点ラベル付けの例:
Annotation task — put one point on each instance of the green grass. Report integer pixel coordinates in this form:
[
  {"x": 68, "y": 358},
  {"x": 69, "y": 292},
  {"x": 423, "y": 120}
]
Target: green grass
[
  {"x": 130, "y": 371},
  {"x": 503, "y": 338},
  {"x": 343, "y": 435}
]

**課題**
上記の行をすべて、一字も改変せずにそのまま出力すること。

**解答**
Annotation task — put one point on each instance of the green grass. Report integer pixel coordinates in this form:
[
  {"x": 68, "y": 358},
  {"x": 69, "y": 292},
  {"x": 423, "y": 120}
]
Target: green grass
[
  {"x": 130, "y": 371},
  {"x": 503, "y": 338},
  {"x": 343, "y": 435}
]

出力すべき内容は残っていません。